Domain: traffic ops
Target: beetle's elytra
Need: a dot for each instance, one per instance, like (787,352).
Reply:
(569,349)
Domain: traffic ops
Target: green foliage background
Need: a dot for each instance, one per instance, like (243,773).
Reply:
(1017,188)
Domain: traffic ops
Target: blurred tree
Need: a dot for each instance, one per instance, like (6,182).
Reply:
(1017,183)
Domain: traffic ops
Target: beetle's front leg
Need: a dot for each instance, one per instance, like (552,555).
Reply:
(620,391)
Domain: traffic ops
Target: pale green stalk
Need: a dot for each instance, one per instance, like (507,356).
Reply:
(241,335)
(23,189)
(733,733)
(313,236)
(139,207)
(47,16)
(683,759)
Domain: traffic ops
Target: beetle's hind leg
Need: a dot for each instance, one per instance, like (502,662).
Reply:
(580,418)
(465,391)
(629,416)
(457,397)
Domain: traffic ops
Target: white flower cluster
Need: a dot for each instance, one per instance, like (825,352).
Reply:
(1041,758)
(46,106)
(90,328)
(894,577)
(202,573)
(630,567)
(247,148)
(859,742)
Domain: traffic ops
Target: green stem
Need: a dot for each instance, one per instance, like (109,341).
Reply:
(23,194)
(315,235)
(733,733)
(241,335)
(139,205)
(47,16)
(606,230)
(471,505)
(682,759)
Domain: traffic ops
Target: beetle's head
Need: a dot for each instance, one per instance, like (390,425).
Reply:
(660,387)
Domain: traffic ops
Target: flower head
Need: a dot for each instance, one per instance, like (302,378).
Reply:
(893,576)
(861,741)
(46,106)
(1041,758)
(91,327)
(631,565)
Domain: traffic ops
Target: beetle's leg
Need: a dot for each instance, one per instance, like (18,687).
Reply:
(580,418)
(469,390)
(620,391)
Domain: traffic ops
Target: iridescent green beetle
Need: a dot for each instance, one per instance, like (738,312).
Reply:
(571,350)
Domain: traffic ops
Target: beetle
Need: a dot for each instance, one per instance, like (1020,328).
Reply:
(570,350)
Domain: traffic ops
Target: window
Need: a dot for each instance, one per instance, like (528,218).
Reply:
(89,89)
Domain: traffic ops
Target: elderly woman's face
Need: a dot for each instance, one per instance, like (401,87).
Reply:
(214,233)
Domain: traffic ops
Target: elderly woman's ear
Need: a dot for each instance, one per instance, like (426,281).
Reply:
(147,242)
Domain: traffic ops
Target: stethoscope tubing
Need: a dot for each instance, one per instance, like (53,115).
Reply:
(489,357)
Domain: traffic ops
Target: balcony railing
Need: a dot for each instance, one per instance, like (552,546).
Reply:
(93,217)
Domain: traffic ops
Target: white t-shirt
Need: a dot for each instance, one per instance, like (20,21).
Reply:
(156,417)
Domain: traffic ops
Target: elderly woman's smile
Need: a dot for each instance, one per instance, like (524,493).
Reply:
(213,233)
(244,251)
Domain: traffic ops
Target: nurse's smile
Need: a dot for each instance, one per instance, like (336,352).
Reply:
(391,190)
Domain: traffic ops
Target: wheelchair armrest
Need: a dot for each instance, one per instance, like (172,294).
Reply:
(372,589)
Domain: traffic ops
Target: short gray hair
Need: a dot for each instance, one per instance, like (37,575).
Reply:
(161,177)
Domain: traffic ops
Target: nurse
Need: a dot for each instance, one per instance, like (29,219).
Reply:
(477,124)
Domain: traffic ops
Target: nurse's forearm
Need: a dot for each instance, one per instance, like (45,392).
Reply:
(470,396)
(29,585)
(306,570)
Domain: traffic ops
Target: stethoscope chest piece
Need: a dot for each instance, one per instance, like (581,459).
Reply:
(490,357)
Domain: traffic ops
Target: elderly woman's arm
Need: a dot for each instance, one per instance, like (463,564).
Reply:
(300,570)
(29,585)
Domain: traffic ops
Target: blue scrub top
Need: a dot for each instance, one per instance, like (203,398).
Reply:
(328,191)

--*--

- _INSTRUCTIONS FOR THE TASK_: Write out every entry above, word for word.

- _EXERCISE OUTPUT_:
Domain: traffic ops
Target: beetle's elytra
Need: a dot for each instance, one per instance, like (787,352).
Reply:
(569,349)
Domain: traffic ops
Target: green foliage background
Need: a dot for each instance, one per instance, like (243,773).
Reply:
(1017,188)
Domain: traffic ops
Target: blurred tree
Need: a dot for each instance, one per instance, like (6,182).
Reply:
(1017,183)
Domain: traffic ops
Target: beetle's front leg
Need: a dot for each instance, one per instance, like (552,555).
Reply:
(620,391)
Domain: traffic ops
Target: pale green stalk
Need: a dot for each instance, one per instance, like (507,356).
Reply:
(241,335)
(23,189)
(733,733)
(313,236)
(139,207)
(47,16)
(683,759)
Domain: traffic ops
Target: beetle's hind leg
Need: a dot for each instance, one per instance, like (502,662).
Reply:
(580,418)
(465,391)
(629,416)
(457,397)
Domain: traffic ops
Target: white flower cluster
Need: a dot for each instance, one per instance, like (825,352).
Reply:
(1041,758)
(46,106)
(90,328)
(894,577)
(202,573)
(630,567)
(247,148)
(859,742)
Domain: traffic ops
Target: green stem
Need: a dot for each instance, one per instance, like (109,341).
Reply:
(23,194)
(315,235)
(733,733)
(241,335)
(139,205)
(47,16)
(606,230)
(471,505)
(682,759)
Domain: traffic ops
Target: beetle's head
Need: a dot for each instance, one per instance, like (390,425).
Reply:
(660,387)
Domain: traffic ops
Target: flower head
Need: a dot for each instance, one per instance, like (302,378).
Reply:
(893,576)
(861,741)
(46,106)
(1041,758)
(91,327)
(631,565)
Domain: traffic ops
Target: beetle's leg
Need: a dot for each instance, one per instance, like (18,687).
Reply:
(580,418)
(469,390)
(620,391)
Domain: traffic ops
Target: iridescent green beetle
Need: a dot for each instance, one per instance, like (738,312).
Reply:
(571,350)
Domain: traffic ops
Target: beetle
Need: a dot for each instance, one per instance, like (1020,328).
Reply:
(570,350)
Domain: traffic ops
Target: window
Need: a dot for each instance, one per instance, like (528,218).
Reply:
(89,89)
Domain: traffic ops
Target: elderly woman's face
Need: a dot for each instance, one per instance, like (401,87).
Reply:
(214,233)
Domain: traffic ops
Target: elderly woman's ear
Need: a dot for each instance, one per instance, like (426,281).
Reply:
(147,242)
Domain: traffic ops
Target: stethoscope tubing
Need: a dot for each instance, one per instance, like (53,115).
Reply:
(489,357)
Domain: traffic ops
Target: balcony railing
Need: a dot for each instance, one per instance, like (552,546).
Reply:
(93,217)
Domain: traffic ops
Target: white t-shirt
Need: a dot for each instance, one per instance, like (20,21).
Reply:
(156,417)
Domain: traffic ops
Target: elderly woman's smile
Need: a dot for each instance, one per instance, like (524,493).
Reply:
(213,233)
(244,251)
Domain: traffic ops
Target: nurse's smile
Need: a dot for each instance, one per instance, like (336,352).
Reply:
(391,190)
Domain: traffic ops
Target: wheelchair armrest
Need: a dot for each instance, one per instance, like (172,294).
Reply:
(372,589)
Domain: traffic ops
Target: short gray hair
Need: a dot for each instance, one per instance, like (37,575).
Reply:
(161,177)
Domain: traffic ops
Target: nurse
Need: a dot for each instance, one per instance, like (29,219).
Reply:
(477,124)
Domain: traffic ops
Target: nurse's forearm
Need: a dot for each instance, one per instance, like (45,392).
Reply:
(470,396)
(29,585)
(306,570)
Domain: traffic ops
Target: stethoscope chest piece
Need: a dot for each instance, one per instance, like (581,459).
Reply:
(490,357)
Domain: traffic ops
Target: elderly woman's arm
Need: a dot for each instance, one per instance, like (463,564).
Reply:
(300,570)
(29,585)
Domain: traffic ops
Target: blue scrub top
Need: a dot for each instance, one per instance, like (203,398).
Reply:
(328,191)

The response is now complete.